What this task involves:
Report each line in the entries below that contains the word "road", copying every such line in full. Letter case must match.

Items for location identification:
<<<<

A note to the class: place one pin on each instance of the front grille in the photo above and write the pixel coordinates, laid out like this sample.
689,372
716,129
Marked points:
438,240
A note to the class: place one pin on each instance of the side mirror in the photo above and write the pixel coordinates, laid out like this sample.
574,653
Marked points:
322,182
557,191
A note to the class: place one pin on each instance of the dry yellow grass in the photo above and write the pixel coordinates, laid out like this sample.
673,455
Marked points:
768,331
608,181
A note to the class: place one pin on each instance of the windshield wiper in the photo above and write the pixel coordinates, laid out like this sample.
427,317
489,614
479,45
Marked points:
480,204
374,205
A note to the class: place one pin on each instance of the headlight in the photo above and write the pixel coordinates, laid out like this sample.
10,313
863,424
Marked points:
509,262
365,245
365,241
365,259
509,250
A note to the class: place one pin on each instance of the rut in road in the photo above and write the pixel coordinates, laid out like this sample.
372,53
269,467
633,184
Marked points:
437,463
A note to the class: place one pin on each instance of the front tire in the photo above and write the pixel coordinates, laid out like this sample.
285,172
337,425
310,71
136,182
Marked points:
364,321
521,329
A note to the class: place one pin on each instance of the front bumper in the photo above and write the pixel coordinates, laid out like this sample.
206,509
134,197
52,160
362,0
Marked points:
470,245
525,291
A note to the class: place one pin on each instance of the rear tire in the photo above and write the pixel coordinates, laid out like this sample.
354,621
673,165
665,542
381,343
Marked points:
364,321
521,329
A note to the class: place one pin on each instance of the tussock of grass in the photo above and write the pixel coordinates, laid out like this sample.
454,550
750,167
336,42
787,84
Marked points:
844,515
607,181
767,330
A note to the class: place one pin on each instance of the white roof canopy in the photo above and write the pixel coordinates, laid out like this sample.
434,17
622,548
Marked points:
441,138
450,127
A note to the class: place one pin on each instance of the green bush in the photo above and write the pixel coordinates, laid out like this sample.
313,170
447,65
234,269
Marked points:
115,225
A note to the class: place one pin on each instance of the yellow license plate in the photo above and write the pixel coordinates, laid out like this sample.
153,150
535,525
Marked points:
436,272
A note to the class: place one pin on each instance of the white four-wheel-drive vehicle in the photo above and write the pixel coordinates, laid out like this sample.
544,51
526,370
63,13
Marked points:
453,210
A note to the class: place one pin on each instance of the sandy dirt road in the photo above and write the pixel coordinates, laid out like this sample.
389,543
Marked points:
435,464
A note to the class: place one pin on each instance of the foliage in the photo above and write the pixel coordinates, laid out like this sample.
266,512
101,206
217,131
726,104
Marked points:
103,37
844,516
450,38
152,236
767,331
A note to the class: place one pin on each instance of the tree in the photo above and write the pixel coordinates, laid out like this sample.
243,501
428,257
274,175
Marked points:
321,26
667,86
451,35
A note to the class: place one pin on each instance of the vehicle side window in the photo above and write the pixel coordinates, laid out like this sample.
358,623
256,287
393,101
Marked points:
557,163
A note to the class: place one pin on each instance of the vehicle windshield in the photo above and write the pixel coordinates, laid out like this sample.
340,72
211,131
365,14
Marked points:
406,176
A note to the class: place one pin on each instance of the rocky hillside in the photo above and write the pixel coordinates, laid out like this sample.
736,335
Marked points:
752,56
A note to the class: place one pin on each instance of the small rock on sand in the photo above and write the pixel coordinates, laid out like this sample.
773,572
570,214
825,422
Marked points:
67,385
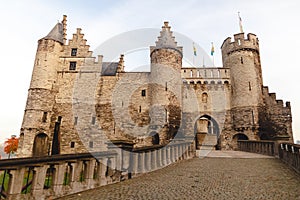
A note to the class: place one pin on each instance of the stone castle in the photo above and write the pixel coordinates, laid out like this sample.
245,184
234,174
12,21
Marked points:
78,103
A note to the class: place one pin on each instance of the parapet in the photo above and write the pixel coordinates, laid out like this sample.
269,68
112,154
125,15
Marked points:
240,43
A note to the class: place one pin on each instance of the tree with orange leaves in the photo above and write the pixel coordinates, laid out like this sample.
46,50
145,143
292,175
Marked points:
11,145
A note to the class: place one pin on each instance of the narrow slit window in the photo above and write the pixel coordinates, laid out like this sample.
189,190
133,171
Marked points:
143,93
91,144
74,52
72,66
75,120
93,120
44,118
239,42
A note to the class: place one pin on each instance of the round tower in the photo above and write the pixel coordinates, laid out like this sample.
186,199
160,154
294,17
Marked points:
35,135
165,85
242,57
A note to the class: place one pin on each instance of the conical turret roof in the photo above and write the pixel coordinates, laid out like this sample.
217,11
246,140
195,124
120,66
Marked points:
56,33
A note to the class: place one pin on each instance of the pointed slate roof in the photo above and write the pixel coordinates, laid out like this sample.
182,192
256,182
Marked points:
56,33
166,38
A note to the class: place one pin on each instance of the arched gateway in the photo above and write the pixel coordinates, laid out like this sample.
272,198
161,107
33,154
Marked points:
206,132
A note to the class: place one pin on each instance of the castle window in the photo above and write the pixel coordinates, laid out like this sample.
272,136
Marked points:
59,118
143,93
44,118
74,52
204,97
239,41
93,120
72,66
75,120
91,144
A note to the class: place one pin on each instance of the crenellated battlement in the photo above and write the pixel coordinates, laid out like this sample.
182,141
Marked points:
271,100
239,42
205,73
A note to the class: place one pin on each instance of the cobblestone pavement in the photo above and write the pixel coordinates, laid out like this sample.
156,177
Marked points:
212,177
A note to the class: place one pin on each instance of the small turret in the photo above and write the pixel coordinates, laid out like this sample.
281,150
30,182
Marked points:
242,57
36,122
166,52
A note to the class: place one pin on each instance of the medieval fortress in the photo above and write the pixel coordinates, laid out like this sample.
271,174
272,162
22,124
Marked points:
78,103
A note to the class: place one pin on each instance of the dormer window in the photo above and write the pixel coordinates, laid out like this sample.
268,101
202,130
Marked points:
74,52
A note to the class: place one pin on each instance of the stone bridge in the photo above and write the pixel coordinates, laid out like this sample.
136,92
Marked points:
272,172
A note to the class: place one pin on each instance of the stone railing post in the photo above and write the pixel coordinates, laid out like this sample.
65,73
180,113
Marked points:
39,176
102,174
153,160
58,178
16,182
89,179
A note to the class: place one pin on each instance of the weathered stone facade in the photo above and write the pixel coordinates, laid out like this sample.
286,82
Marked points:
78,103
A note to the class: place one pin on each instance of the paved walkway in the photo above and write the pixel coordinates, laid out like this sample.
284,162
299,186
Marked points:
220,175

>>>>
<<<<

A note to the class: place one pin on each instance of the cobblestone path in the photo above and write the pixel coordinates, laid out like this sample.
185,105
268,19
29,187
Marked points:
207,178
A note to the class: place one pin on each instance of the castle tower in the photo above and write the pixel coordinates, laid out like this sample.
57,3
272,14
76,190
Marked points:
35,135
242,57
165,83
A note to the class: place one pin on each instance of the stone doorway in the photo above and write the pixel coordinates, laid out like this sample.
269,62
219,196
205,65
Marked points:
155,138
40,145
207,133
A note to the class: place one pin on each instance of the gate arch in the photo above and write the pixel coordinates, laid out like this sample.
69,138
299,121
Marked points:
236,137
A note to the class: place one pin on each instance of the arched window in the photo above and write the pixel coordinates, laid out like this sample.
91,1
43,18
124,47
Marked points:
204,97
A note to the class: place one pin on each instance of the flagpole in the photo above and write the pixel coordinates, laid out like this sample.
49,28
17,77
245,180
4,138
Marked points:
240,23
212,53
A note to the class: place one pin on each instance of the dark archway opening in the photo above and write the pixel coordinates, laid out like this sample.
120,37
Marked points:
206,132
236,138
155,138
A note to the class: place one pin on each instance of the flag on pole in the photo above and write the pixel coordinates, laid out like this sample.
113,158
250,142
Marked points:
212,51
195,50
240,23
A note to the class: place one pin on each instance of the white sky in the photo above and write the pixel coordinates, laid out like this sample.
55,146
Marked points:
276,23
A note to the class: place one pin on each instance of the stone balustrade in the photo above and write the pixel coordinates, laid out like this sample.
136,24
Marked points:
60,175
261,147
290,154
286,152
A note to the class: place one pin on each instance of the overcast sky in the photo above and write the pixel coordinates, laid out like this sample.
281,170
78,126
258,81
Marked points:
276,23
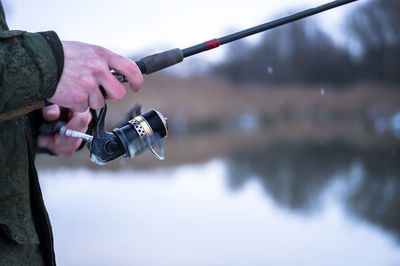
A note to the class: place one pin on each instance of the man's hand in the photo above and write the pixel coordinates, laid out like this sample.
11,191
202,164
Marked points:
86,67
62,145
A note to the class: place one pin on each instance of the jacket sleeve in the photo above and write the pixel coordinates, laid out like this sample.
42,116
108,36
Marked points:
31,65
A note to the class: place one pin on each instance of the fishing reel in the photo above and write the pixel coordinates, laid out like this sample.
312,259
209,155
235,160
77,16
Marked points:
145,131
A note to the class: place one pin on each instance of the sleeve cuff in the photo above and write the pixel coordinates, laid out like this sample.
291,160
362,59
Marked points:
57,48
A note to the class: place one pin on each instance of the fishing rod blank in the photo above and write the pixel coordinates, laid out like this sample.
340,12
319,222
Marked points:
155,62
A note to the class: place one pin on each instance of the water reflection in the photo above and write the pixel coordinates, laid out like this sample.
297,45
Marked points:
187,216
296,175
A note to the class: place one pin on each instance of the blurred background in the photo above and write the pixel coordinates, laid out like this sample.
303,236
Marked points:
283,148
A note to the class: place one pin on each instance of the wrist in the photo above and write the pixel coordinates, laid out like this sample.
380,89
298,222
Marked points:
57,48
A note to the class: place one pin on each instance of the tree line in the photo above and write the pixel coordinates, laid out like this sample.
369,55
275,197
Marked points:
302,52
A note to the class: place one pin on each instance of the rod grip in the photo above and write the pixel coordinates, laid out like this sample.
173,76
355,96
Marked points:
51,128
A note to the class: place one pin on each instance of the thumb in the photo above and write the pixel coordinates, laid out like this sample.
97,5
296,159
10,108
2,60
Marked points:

>>>>

Task solution:
A note to the class: place one pin on each instance of the rut in road in the photo above and write the pixel coordinates, laid out like this sample.
A note to the class: place one pin on each instance of the sandy dirt road in the photo above and write the pixel coordinates, laid out like this sample.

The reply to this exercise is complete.